THE REQUEST:
Every record must be repeated exactly, with no omission.

Stored data:
====

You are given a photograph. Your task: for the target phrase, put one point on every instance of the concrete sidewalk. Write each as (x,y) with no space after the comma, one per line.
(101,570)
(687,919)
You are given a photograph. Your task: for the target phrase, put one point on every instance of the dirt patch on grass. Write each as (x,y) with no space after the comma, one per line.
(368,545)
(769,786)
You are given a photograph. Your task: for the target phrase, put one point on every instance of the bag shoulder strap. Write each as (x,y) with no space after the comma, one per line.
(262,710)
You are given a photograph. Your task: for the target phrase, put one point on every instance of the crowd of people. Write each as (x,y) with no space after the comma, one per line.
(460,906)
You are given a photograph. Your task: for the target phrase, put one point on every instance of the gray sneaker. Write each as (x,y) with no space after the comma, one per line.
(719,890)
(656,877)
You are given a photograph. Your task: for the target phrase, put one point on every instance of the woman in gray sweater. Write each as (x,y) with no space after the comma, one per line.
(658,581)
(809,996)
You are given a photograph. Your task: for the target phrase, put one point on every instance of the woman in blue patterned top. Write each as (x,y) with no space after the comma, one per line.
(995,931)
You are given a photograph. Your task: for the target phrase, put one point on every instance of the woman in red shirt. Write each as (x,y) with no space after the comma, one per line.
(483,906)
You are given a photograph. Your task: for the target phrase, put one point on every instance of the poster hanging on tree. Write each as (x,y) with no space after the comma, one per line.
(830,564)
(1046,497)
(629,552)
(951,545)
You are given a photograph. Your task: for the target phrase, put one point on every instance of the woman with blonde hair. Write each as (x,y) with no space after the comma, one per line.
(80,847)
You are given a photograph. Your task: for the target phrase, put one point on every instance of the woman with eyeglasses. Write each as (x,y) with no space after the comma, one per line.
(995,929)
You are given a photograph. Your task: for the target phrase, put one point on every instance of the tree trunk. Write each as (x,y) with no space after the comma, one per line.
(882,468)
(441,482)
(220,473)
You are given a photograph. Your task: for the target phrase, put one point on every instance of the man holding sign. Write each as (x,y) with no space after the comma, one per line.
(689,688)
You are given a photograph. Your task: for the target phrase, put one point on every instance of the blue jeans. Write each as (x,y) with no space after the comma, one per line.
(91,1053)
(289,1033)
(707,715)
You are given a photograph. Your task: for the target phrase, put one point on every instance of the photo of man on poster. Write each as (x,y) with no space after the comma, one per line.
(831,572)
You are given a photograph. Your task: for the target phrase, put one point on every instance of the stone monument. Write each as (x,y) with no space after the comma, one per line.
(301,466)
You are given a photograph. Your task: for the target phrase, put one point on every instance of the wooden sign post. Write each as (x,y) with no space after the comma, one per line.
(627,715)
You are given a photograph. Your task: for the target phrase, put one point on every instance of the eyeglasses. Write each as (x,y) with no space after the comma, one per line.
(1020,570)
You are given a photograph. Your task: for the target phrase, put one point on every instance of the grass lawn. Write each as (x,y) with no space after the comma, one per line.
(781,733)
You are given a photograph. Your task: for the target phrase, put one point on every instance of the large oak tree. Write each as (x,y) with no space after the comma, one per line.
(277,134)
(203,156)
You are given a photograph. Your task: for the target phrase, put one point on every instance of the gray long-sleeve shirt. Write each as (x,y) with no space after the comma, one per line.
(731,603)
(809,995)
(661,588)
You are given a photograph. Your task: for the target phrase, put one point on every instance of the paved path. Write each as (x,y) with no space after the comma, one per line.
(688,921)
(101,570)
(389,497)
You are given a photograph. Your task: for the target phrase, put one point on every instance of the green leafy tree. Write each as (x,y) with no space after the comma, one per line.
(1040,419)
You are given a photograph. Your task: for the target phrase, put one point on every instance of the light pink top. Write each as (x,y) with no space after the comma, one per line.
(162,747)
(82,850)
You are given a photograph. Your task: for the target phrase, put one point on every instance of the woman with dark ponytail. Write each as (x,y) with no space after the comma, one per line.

====

FULL OUTPUT:
You are given a photograph. Your task: for the target phrase, put one point on every instance of the concrete sidewalk. Write each as (x,y) with no space after the comma, one per line.
(101,570)
(687,919)
You are given a photograph. Your task: for the target phrase, put one point on every instance of the dirt patch on grass. Write each as (x,y) with no space after the comma, one per line.
(368,545)
(769,786)
You are given a photograph. Your task: for the target phrase, put one point on every instance of the bag shoulder strap. Write each as (x,y) with no space after the comma, one per line.
(262,710)
You are given a photograph. Your task: for the target phrase, put one point on every instance of the crowd of people. Write each as (x,y) with no space after the comma, one per line.
(460,906)
You are given a photograph. Your task: for the target phrase, put one point on every instance of the gray sneaker. Write each as (x,y) with no space after the comma, one per line.
(719,890)
(656,877)
You are given a photograph. Your task: for the target phrase, put one point on every instance of the woman in gray sweater. Write each as (x,y) with no space after the comma, one per line.
(658,581)
(809,996)
You are given a photograph. Your task: for the target phrase, put one point on every instance of the woman in blue patterned top. Write each as (x,y) with no space after the comma, one per line.
(995,931)
You are given a photograph. Your task: for the target phrase, put one point on every instance of the woman in red shirt. Write each as (x,y) with no space after the comma, one per line.
(483,906)
You are given a photograph. Your task: for the target phrase, put one point on every instance of the poster hanging on tree. Write each as (x,y) with no space after the comma, one per line.
(830,564)
(1046,497)
(629,552)
(951,545)
You are given a photograph. Your task: for the target phrase, put one point on every instance of the woman with blonde hair. Write each as (x,y) with no space after the comma, one per line.
(80,847)
You are given a photograph. Your task: for the target phrase, put one point on every instance of the woman with eyeglasses. Write each as (x,y) with no space after the comma, one per line.
(995,929)
You are given a photograph. Your task: for the target phrase, put one point on every instance of the tree trunk. Write each as (x,y) with no space after the comma, one per line.
(882,468)
(441,482)
(220,473)
You are given a photograph. Your task: for the target phrase, put one point on every instance of the man holding sign. Write each as (x,y) with no space after the comma, one per line.
(689,688)
You are given a photograph. Your task: for the target phrase, put one point on every instance of the blue jeans. Write each as (x,y) with no space after the comma, one per line.
(91,1053)
(289,1033)
(707,715)
You are given a photograph. Your task: for the target phrase, put one point on every instance of the photo of man on poster. Write each as (x,y) with no space after the comma, one per line.
(831,572)
You are given a photograph. Your task: for the target phrase, put one point on every instance of the stone monument. Write each as (x,y) with no space after the comma, one per line.
(301,466)
You are given a photograph. Your task: for the target phrase, put one point on every instance of the wooden sign post. Write each as (x,y) with no space after the comma, one per line.
(627,715)
You are given a photograph. Your task: for the target phrase, put one point on every instance of the eyeglasses. Write each as (x,y) with no space after the comma, one per line.
(1020,570)
You are given a photograph. Your task: for the target phrase, put one point on every instance of the grass lawn. Write each as (x,y) with no space after the comma, one per line.
(781,733)
You are given a photograph. Your task: for the target phrase, put one point on every instance of the large oak tree. Write each as (x,y) with no space after the comma, one per line.
(277,134)
(203,156)
You are given a photograph. Your task: for the target phrase, put one point on every instance of the gray long-sleeve shirt. Write each as (x,y) with no space after the comma, one per line.
(731,603)
(809,995)
(661,588)
You are given a photograph. Your task: for the target phrase, put one point on every instance of the paved path. Write each as (x,y) with no space after the comma, one per line.
(688,921)
(101,570)
(389,497)
You are given a photograph. Your task: for the target phrase, put one point on every instance of the green leafy tree. Write each as (x,y) with no space after the comma, one per line.
(1040,419)
You are given a photograph. Your task: for the target phrase, put one point on every instance of the light pink top. Write each as (x,y) with no space after the comma, one per line.
(162,747)
(82,850)
You are given a photograph. Your task: for the target phrase, put one point on every instance of the woman with dark ponytail. Write each as (x,y) with no space after the comma, one per line.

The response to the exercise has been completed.